Page text

____________

I found, for example:

http://www.uow.edu.au/arts/sts/bmartin/dissent/documents/Sommer.pdf

Einstein said the sentence 1901, long before going to the USA.

I am almost certain, it was German in the beginning. 

The English translation given in the document is




> “The stupor of authority is the greatest enemy of truth.”


​ 
This gives the idea better that "Dusel" is a kind of "Betäubung".

(Source: Toby Sommer, "Suppression of Scientific Research: Bahramdipity and Nulltiple Scientific Discoveries", see given link to .pdf file)


Toby Sommer gives as a source: 


> Stachel, J. J., Ed. (1987) _The Collection of Papers of Albert Einstein, Vol. 1. The Early Years_,
> Princeton University Press, Princeton: Document No. 115.​


 
See also: http://www.mhoefert.de/e7_zitate.htm - Einstein said many such interesting things and his language is methaphorical and impressive.


----------



## berndf

Hutschi is right, "Blind obedience to authority" is not the best translation of "Autoritätsdusel". "Stupor of authority" sounds indeed better. The construct "...dusel" or "...duselei" expresses that people are either overwhelmed or obsessed with ... impairing their sobriety and common sense. These expressions are invariably pejorative and express exasperation. The most prominent expression of this kind is "Gefühlsduselei".


----------



## Hutschi

gaer said:


> Again, my mistake. It should be "truth". I have no idea why I typed "freedom", although when you destroy one, you destroy the other.


 
This is true.

Autoritätsdusel (Autoritätsgläubigkeit, benebelt sein vom Glauben an Autoritäten) - Feind der Wahrheit - Autorität = anderer, meist früherer Wissenschaftler

Autoritätshörigkeit - Feind der Freiheit - Autorität = Staatsmacht, Regierung

If you change one of the words, you have to change the other, too.

____________

Items drawn from a data source:
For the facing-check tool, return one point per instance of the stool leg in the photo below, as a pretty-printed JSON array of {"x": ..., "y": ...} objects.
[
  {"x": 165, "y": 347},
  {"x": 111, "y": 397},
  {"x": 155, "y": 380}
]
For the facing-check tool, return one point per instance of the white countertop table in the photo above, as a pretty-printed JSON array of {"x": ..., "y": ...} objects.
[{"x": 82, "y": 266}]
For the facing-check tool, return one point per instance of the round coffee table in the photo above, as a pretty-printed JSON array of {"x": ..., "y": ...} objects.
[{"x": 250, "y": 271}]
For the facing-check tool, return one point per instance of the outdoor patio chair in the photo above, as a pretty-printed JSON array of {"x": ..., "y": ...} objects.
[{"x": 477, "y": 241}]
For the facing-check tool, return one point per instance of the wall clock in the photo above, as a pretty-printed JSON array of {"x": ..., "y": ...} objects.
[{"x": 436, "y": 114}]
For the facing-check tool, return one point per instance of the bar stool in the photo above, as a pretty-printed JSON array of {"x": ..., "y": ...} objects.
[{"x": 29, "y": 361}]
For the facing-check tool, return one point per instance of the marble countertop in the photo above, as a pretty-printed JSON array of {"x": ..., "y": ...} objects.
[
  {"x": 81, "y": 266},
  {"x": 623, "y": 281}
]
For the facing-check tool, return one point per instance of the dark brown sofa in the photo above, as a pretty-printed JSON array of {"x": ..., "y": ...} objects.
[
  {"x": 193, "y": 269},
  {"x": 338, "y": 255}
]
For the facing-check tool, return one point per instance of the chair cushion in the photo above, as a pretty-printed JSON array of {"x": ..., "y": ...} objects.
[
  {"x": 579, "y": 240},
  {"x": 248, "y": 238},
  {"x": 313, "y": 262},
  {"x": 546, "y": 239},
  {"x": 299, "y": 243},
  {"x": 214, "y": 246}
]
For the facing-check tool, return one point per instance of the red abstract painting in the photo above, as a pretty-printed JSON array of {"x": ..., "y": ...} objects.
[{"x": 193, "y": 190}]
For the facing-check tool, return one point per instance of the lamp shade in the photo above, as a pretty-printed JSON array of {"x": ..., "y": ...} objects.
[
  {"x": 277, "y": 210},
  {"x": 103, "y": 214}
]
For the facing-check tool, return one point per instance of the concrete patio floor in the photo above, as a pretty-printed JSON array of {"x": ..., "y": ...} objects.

____________

Objectives
1. In the forum thread, reproduce the stretch from "This is true." through "the other, too.", substituting "alter" for "change".
2. Answer the following questions from the forum thread.
(a) In what year, according to the thread, did Einstein say the sentence?
(b) Which expression does berndf call the most prominent expression of the "...dusel" kind?
(c) What document number does Toby Sommer's cited source give?

Solutions in order
1.
This is true.

Autoritätsdusel (Autoritätsgläubigkeit, benebelt sein vom Glauben an Autoritäten) - Feind der Wahrheit - Autorität = anderer, meist früherer Wissenschaftler

Autoritätshörigkeit - Feind der Freiheit - Autorität = Staatsmacht, Regierung

If you alter one of the words, you have to alter the other, too.

2.
(a) 1901
(b) "Gefühlsduselei"
(c) Document No. 115